Copy out the rows below exactly, from the line containing "Place a point on every instance of the hillside vegetation" through the end of the rows.

--- start ---

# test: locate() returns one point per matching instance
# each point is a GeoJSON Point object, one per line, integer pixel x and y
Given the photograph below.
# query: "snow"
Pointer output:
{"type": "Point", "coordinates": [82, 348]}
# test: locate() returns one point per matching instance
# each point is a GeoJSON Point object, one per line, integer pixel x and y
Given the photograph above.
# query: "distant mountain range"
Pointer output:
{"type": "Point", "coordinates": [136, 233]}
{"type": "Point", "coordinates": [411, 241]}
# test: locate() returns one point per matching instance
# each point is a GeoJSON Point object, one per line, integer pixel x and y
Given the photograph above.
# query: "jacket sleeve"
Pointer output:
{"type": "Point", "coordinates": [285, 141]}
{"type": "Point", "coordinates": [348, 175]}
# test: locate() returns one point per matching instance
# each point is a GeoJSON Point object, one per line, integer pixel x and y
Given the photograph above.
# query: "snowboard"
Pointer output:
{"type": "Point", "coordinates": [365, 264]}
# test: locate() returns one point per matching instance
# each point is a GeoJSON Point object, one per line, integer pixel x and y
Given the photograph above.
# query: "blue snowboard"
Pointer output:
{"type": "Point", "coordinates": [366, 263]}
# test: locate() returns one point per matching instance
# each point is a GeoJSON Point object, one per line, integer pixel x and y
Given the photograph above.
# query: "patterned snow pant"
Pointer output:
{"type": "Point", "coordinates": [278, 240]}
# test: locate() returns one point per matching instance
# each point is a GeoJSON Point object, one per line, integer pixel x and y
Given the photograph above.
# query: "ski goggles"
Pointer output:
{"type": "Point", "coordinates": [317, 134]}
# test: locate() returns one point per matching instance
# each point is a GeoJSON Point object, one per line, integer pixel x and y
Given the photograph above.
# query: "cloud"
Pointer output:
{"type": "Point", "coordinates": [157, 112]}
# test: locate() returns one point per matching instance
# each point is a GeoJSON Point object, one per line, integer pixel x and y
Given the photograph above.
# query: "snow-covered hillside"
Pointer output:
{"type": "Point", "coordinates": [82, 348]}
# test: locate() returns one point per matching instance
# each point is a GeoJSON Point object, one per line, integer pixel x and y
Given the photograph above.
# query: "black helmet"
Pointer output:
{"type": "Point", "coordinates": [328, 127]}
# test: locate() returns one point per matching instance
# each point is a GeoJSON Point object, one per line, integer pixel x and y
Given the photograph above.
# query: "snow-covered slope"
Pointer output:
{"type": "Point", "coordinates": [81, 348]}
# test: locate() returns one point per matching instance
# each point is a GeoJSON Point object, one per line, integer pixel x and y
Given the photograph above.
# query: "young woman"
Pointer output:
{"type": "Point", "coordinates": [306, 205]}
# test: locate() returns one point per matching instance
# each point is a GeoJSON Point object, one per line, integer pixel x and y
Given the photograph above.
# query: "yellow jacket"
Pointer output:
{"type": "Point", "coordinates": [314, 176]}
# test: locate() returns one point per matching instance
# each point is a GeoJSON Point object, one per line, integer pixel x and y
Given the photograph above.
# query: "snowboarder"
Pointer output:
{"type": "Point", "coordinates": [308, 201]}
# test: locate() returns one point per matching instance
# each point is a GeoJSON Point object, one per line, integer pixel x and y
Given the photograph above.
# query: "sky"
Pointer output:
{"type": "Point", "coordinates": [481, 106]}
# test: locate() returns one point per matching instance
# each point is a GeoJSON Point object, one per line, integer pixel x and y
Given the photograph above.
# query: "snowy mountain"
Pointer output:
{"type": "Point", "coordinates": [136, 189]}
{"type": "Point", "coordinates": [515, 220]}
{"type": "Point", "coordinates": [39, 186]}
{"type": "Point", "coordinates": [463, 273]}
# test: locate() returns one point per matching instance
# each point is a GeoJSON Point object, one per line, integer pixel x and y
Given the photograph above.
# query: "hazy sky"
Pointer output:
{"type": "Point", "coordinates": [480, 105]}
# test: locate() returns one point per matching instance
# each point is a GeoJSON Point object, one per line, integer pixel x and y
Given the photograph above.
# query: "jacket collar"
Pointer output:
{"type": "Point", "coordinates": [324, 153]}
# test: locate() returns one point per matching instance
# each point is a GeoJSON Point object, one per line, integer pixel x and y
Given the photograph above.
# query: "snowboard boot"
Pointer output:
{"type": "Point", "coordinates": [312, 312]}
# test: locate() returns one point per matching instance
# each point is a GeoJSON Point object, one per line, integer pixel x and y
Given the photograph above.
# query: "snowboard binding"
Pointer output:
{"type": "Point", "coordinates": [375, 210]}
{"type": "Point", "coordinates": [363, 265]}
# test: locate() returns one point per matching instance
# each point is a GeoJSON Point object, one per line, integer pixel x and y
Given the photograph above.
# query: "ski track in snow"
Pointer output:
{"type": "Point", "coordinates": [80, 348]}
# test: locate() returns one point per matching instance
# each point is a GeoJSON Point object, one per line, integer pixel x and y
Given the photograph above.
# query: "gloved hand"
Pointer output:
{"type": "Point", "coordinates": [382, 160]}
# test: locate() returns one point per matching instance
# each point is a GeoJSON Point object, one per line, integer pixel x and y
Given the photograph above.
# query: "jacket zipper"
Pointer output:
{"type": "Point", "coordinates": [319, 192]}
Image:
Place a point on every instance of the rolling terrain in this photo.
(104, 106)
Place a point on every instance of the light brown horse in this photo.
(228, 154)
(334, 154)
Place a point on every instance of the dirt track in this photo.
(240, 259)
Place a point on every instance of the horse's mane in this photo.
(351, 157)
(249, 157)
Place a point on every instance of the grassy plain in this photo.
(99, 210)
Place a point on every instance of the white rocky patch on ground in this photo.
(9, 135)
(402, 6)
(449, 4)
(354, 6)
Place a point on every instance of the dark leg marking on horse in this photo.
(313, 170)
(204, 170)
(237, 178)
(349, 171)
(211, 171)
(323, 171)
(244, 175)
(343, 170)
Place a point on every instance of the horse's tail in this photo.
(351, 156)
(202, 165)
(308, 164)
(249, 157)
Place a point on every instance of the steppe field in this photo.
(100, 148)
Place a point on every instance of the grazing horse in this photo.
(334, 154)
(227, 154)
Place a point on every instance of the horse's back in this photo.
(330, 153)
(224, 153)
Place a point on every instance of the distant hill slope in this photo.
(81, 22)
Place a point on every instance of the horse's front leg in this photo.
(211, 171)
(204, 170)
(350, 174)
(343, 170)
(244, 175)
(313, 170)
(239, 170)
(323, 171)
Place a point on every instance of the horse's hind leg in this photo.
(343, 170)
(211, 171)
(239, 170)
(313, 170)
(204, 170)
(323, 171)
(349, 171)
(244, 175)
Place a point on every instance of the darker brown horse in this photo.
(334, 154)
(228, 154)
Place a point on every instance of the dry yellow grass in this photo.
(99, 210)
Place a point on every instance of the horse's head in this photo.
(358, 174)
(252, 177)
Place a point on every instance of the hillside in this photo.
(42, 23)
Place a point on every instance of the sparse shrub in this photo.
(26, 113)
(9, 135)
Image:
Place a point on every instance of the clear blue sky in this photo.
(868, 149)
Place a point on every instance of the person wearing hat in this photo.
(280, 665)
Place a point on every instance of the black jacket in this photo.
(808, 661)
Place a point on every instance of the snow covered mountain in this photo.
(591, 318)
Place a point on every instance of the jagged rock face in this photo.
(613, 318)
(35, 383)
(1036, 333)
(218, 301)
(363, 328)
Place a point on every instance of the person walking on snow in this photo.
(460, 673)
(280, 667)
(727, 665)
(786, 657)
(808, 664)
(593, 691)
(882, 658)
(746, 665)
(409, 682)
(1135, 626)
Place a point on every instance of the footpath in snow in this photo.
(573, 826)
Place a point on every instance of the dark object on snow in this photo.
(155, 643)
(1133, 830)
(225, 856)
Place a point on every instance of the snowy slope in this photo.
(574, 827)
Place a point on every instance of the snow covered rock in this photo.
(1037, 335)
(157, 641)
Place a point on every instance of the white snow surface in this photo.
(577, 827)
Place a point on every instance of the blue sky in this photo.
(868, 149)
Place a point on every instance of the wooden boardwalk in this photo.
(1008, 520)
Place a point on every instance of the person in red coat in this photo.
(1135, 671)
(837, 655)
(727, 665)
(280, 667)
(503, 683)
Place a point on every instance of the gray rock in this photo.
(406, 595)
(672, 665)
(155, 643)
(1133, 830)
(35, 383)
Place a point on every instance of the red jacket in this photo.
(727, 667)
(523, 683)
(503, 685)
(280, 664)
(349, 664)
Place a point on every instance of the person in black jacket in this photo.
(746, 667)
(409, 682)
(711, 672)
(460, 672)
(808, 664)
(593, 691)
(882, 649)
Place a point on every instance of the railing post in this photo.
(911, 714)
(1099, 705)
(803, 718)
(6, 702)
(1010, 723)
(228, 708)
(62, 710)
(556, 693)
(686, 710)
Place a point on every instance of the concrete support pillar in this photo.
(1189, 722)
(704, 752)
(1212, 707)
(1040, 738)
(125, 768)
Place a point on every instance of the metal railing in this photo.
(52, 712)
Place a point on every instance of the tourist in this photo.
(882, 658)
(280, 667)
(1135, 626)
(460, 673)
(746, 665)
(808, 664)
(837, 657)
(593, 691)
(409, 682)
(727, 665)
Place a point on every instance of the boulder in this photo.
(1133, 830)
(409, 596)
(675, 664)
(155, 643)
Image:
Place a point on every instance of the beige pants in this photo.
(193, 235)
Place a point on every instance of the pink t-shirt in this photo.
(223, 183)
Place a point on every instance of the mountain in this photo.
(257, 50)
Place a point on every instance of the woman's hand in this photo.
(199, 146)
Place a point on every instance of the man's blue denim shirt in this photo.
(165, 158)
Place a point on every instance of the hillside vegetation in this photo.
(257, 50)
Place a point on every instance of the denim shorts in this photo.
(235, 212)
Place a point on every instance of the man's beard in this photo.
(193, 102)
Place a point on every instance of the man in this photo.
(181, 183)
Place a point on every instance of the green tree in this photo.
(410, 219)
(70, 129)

--- end ---

— Complete response —
Place a point on every instance of the hillside vegetation in this photo.
(257, 50)
Place a point on every instance of the denim shorts in this photo.
(235, 212)
Place a point on every instance of the man's beard in this photo.
(193, 102)
Place a point on every instance of the man in this photo.
(181, 183)
Place a point on every instance of the green tree in this photo.
(410, 219)
(70, 129)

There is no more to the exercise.